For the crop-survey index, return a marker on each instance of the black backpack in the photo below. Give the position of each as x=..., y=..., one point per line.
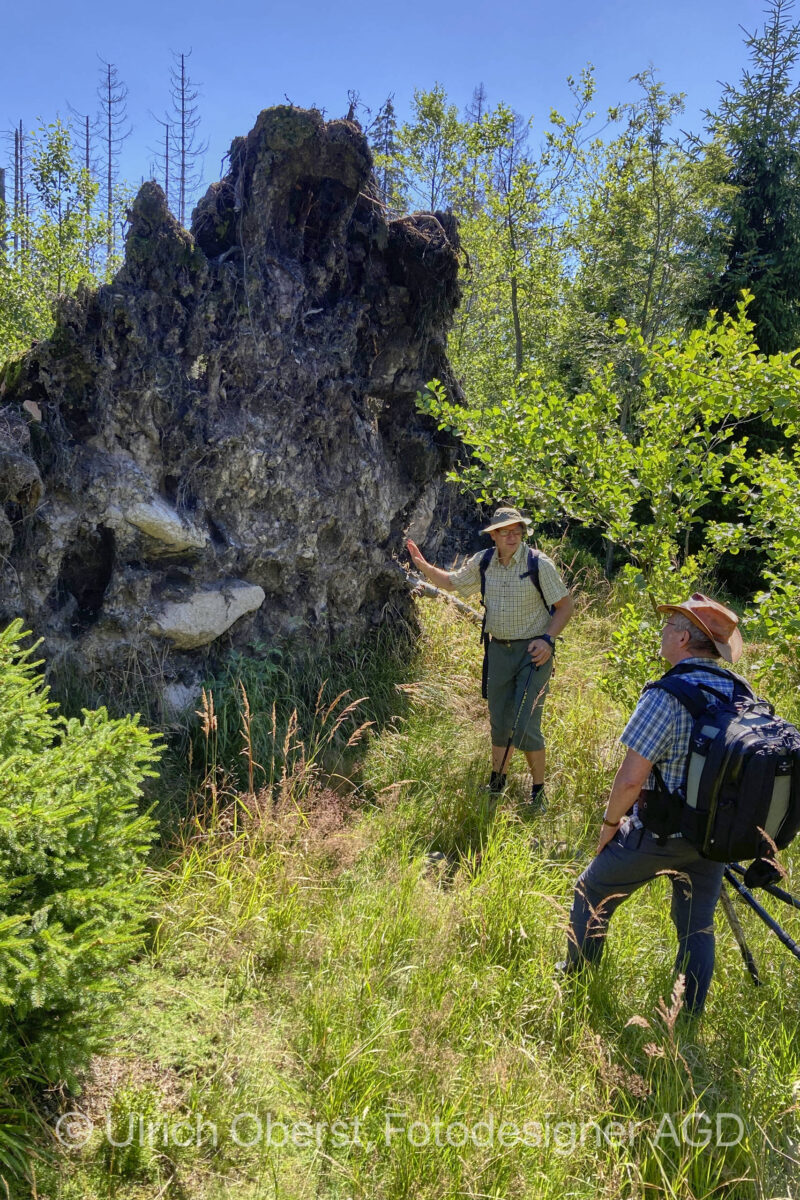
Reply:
x=533, y=575
x=740, y=796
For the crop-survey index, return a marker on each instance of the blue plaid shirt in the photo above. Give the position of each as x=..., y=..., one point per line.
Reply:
x=660, y=727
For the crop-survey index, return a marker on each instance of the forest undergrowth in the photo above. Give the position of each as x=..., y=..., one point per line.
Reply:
x=349, y=987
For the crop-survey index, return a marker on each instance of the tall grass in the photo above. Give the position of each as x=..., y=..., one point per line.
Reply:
x=314, y=964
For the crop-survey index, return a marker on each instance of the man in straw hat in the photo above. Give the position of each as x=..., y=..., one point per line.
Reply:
x=697, y=633
x=522, y=622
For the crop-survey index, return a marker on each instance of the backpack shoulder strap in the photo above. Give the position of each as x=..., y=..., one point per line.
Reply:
x=741, y=688
x=533, y=575
x=483, y=565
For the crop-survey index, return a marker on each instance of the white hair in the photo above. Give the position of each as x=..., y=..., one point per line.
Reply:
x=697, y=639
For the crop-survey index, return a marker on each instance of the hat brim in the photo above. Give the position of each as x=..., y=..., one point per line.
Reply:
x=729, y=651
x=506, y=525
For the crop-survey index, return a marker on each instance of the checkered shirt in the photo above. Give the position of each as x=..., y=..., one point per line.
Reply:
x=660, y=729
x=513, y=606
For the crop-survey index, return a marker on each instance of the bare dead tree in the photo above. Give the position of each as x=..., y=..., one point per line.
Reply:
x=182, y=133
x=162, y=159
x=115, y=129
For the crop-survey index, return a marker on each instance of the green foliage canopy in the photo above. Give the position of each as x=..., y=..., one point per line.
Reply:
x=72, y=850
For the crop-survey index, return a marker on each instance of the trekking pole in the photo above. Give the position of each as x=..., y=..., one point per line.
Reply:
x=739, y=934
x=773, y=888
x=750, y=899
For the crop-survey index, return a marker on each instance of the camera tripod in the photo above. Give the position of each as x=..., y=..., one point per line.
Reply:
x=732, y=876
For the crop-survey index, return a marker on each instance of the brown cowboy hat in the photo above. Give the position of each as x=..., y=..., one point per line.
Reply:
x=505, y=516
x=720, y=624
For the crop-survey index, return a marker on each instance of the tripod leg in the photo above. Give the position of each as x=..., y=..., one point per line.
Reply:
x=739, y=934
x=750, y=899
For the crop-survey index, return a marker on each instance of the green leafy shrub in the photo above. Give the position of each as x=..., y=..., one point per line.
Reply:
x=72, y=849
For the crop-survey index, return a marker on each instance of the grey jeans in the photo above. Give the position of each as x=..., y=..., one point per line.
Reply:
x=631, y=859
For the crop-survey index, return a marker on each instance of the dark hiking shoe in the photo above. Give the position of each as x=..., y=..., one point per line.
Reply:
x=497, y=784
x=537, y=802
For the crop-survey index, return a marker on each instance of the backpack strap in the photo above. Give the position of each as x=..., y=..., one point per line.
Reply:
x=533, y=575
x=483, y=564
x=691, y=695
x=740, y=684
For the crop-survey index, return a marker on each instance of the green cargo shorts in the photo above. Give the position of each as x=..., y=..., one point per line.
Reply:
x=509, y=675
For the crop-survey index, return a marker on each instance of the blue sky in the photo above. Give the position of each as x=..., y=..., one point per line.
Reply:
x=248, y=55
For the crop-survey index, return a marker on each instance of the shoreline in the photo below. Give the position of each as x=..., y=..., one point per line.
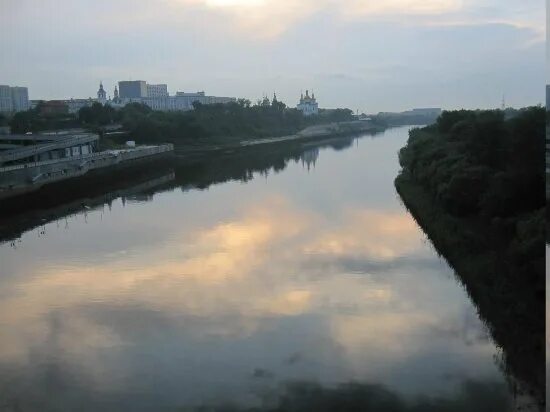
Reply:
x=507, y=302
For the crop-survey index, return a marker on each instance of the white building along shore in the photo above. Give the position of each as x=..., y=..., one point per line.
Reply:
x=13, y=99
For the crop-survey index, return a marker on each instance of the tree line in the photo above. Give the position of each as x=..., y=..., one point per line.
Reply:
x=239, y=119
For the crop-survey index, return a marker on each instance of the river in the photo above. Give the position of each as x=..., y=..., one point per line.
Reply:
x=312, y=271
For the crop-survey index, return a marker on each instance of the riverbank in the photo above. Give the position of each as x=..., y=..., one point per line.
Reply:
x=508, y=295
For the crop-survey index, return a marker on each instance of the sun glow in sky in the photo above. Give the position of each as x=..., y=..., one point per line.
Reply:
x=365, y=55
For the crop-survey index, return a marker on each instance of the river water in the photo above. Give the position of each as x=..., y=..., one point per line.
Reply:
x=315, y=273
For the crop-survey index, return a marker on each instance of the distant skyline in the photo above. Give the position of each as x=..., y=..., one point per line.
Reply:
x=368, y=56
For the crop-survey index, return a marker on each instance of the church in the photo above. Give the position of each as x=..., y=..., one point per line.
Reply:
x=308, y=105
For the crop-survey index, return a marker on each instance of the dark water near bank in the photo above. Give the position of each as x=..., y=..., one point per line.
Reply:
x=314, y=273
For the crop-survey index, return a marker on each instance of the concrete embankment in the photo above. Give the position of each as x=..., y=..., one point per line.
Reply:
x=19, y=179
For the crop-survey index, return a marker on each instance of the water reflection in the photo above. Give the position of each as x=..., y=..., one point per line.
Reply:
x=225, y=295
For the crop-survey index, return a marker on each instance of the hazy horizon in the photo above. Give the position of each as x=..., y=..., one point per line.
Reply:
x=387, y=56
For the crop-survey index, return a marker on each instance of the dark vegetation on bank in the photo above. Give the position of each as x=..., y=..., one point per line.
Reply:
x=215, y=122
x=474, y=181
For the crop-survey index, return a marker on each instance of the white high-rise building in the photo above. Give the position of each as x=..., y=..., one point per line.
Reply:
x=308, y=105
x=5, y=99
x=14, y=99
x=157, y=90
x=20, y=99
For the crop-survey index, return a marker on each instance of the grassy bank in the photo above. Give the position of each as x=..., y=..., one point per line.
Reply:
x=472, y=184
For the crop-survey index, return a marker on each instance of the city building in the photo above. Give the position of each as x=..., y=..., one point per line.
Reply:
x=308, y=104
x=52, y=107
x=27, y=162
x=75, y=105
x=157, y=90
x=14, y=99
x=5, y=99
x=132, y=89
x=101, y=94
x=19, y=99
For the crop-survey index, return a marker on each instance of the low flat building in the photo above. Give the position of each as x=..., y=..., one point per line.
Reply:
x=132, y=89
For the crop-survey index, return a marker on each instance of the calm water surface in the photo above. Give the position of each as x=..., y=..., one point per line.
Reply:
x=316, y=273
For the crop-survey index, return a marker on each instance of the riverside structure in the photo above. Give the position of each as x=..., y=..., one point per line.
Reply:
x=28, y=162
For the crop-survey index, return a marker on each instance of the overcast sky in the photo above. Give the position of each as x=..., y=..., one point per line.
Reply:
x=370, y=55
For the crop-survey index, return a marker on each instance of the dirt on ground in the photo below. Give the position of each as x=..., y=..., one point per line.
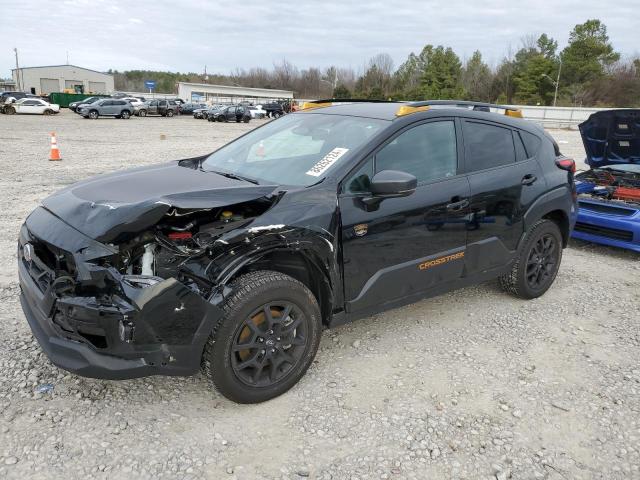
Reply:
x=471, y=384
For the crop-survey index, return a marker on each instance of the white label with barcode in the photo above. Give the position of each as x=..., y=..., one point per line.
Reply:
x=329, y=159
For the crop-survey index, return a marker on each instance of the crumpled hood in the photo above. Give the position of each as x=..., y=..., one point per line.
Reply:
x=111, y=207
x=611, y=137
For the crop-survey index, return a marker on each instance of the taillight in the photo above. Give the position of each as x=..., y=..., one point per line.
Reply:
x=567, y=164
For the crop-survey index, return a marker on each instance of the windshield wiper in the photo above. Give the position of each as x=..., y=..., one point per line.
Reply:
x=235, y=176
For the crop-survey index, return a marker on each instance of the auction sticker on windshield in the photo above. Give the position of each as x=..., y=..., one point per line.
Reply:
x=329, y=159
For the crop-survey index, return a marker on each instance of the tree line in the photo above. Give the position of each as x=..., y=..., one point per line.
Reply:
x=587, y=72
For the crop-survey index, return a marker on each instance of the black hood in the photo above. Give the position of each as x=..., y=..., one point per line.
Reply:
x=612, y=137
x=110, y=207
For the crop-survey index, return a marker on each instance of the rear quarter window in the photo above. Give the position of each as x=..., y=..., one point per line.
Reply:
x=487, y=146
x=531, y=143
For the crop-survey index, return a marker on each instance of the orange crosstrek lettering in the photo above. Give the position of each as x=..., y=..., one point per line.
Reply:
x=440, y=261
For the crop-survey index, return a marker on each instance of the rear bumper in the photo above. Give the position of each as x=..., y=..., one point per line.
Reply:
x=616, y=230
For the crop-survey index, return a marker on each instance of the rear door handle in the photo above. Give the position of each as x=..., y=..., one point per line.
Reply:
x=457, y=205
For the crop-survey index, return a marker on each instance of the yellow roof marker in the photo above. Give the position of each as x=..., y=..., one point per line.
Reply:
x=408, y=109
x=312, y=105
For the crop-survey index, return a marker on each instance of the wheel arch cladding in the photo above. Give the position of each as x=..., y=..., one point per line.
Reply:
x=301, y=265
x=556, y=206
x=560, y=218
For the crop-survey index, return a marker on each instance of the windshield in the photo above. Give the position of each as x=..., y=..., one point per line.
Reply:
x=295, y=149
x=628, y=167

### [EXERCISE BRIEF]
Retrieve all lines from the data that contain the string "strap".

### [ANSWER BOX]
For the crop-survey index, return a marker on each instance of the backpack shoulder strap in the photo above. Give the position of each as x=..., y=..., one point per line.
For the crop-survey index, return a marker on each instance of the backpack strap in the photo above. Give the position of each as x=..., y=..., one point per line.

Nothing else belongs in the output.